═══ TEXT SEGMENT ═══

Democratic U.S. Senate hopeful Conner Eldridge endorsed legalizing Arkansas medical marijuana on Monday, a move that comes days after Arkansas Democrats voted to support making the drug available to some patients.
But both Eldridge and state Democrats stopped short of endorsing either one of two competing ballot measures on medical marijuana. Eldridge, a former federal prosecutor facing an uphill battle to unseat Republican U.S. Senator John Boozman, and the state party instead called broadly for making the drug available to patients with certain medical conditions.
“I support the development of a responsible medical marijuana program in Arkansas and nationally,” Eldridge said in a statement. “I see no legitimate reason to deny access to marijuana for people like my stepmother, who passed away from a recurrence of breast cancer in 2010.”
Eldridge said he thinks law enforcement resources should go toward “far more serious offenses,” including large scale trafficking of drugs such as heroin and methamphetamine.
Democratic Party platform supports medical marijuana
Delegates to the party’s convention on Saturday approved a platform that also called for a “responsible medical marijuana program” for a variety of conditions including cancer and epilepsy. It’s the first time the party’s platform has included a stance on medical marijuana.
State Democratic Party Chairman Vince Insalaco said the stance was about “a legal, responsible and medical way of this being handled rather than somebody having to get it through the wrong way.”
The Secretary of State’s office last month verified that a proposed initiated act had enough signatures to appear on the November ballot, and his office is reviewing petitions for another constitutional amendment on the issue. Arkansas voters four years ago narrowly rejected a medical marijuana proposal.
“I think they have finally realized that it’s time to speak out for patients and the fact that they took the time to put it in the platform was wonderful,” said Melissa Fults, who heads the campaign for the legalization measure already approved for the ballot. Fults, a Democrat who is also running for a state House seat, was among the delegates who voted for the platform Saturday.

═══ DATA UNDER STUDY ═══

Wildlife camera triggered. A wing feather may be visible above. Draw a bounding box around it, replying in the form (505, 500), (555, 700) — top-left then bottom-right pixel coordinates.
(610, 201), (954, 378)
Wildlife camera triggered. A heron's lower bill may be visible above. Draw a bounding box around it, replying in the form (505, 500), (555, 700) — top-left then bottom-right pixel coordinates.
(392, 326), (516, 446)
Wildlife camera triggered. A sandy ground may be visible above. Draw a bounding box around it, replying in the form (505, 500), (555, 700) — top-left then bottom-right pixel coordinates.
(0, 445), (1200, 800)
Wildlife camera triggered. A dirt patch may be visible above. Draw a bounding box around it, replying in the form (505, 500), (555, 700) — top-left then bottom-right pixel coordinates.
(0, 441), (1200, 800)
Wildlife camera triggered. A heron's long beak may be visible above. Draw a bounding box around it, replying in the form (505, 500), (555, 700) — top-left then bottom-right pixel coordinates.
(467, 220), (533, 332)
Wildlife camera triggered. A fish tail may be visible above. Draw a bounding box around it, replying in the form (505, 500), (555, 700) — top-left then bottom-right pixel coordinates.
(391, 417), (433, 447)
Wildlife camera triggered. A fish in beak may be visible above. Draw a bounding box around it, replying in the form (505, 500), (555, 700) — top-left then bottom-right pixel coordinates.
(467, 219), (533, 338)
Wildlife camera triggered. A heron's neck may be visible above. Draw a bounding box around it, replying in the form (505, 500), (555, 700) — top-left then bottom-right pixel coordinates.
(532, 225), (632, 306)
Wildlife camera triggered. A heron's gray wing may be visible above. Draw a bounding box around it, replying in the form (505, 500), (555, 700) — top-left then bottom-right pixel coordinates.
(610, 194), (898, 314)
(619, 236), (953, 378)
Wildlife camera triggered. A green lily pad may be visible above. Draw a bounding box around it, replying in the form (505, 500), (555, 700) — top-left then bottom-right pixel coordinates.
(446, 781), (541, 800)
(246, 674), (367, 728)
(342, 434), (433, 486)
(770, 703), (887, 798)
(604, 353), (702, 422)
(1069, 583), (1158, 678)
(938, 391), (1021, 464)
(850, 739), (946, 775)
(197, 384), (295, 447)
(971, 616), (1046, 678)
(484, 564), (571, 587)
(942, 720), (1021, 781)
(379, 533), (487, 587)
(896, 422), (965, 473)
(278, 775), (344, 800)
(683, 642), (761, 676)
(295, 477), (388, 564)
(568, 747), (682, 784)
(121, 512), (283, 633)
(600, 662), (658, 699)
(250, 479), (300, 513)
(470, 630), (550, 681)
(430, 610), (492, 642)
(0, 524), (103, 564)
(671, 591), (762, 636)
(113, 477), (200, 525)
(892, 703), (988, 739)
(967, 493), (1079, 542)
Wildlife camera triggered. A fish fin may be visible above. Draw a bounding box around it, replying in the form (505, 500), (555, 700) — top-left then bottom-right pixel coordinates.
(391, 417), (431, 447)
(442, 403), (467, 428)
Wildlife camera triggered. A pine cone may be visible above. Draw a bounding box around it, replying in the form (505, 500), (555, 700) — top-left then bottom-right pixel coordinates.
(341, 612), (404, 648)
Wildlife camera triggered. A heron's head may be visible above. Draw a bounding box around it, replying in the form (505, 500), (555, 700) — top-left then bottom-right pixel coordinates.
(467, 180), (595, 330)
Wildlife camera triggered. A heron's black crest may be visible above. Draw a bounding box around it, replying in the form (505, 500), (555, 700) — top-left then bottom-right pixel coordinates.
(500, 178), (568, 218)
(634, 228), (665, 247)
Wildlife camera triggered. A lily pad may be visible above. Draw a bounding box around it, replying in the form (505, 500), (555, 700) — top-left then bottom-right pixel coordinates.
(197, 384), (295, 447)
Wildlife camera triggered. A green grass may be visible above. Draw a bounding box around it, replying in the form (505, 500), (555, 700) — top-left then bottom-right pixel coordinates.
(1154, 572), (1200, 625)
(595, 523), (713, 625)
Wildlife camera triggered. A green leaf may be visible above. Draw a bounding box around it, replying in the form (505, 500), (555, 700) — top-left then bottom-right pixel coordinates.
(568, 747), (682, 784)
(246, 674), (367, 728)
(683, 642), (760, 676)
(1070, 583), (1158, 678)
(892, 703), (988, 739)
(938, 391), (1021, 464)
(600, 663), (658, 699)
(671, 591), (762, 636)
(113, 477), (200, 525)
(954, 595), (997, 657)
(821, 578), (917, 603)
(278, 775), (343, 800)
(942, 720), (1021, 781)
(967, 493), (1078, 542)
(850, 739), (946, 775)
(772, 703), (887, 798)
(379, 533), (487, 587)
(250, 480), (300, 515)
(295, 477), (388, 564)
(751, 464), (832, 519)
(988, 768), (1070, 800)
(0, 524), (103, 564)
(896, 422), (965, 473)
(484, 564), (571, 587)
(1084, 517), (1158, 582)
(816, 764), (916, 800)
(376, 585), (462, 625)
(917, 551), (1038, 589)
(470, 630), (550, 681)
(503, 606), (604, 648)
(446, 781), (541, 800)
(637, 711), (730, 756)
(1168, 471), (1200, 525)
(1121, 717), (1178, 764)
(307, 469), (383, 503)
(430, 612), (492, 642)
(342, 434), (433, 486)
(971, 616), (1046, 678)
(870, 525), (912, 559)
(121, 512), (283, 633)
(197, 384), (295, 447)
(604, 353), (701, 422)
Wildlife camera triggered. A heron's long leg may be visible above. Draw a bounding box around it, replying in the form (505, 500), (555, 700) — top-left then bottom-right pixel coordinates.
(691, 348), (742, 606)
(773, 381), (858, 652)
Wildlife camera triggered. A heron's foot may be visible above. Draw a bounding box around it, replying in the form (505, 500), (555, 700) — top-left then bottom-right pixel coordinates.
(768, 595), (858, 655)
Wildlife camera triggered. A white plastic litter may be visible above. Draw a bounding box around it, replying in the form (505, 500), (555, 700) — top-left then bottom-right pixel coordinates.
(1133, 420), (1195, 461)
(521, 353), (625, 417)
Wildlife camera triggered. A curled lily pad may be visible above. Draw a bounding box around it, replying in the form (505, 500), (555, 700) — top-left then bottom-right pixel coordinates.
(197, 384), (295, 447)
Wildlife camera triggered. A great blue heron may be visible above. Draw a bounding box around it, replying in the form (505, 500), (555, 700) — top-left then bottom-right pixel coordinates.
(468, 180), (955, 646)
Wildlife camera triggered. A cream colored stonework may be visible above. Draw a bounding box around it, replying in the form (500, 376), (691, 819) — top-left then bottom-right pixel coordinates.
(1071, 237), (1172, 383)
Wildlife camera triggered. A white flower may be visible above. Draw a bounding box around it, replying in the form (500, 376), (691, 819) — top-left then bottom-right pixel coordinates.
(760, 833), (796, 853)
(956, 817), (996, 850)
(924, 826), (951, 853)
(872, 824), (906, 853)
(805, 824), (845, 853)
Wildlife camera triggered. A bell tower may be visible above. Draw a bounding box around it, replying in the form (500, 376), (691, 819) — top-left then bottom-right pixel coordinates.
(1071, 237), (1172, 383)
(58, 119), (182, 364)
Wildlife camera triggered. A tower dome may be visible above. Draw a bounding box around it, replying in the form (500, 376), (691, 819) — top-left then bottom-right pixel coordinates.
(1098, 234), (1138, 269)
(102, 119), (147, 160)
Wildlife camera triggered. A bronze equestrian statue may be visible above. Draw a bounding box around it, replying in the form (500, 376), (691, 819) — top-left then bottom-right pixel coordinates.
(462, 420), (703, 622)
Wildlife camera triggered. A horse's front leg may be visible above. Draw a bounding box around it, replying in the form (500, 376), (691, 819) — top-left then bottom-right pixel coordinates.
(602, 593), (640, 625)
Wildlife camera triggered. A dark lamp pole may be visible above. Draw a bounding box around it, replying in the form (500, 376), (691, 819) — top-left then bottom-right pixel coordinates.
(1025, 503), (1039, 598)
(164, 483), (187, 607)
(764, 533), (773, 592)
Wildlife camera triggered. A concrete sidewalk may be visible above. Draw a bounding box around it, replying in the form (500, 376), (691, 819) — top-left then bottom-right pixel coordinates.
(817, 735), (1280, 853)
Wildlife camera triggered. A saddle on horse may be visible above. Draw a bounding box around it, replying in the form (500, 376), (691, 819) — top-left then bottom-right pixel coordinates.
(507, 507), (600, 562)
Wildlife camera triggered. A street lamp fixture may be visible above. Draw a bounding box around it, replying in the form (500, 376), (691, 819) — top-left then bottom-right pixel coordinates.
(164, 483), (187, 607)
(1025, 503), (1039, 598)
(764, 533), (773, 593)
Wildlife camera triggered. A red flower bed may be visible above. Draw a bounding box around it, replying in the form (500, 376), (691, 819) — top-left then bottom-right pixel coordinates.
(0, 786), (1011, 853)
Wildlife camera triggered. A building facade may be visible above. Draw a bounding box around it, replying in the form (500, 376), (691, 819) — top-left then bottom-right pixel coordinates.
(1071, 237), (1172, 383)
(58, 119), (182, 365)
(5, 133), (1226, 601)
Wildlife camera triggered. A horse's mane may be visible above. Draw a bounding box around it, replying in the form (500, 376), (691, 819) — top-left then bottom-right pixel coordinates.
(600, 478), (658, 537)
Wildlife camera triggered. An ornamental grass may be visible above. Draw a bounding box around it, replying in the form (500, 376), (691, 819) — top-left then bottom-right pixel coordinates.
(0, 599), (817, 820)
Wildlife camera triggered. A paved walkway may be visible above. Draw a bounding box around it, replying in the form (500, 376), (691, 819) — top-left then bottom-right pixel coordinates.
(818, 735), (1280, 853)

═══

* [WORK ORDER A] In the medical marijuana article, who is the State Democratic Party chairman?
* [WORK ORDER B] List every person named in the medical marijuana article.
* [WORK ORDER C] Please return the passage of the medical marijuana article from "Eldridge said he" up to and including "stance on medical marijuana.".

* [OUTPUT A] Vince Insalaco

* [OUTPUT B] Conner Eldridge, John Boozman, Vince Insalaco, Melissa Fults

* [OUTPUT C]
Eldridge said he thinks law enforcement resources should go toward “far more serious offenses,” including large scale trafficking of drugs such as heroin and methamphetamine.
Democratic Party platform supports medical marijuana
Delegates to the party’s convention on Saturday approved a platform that also called for a “responsible medical marijuana program” for a variety of conditions including cancer and epilepsy. It’s the first time the party’s platform has included a stance on medical marijuana.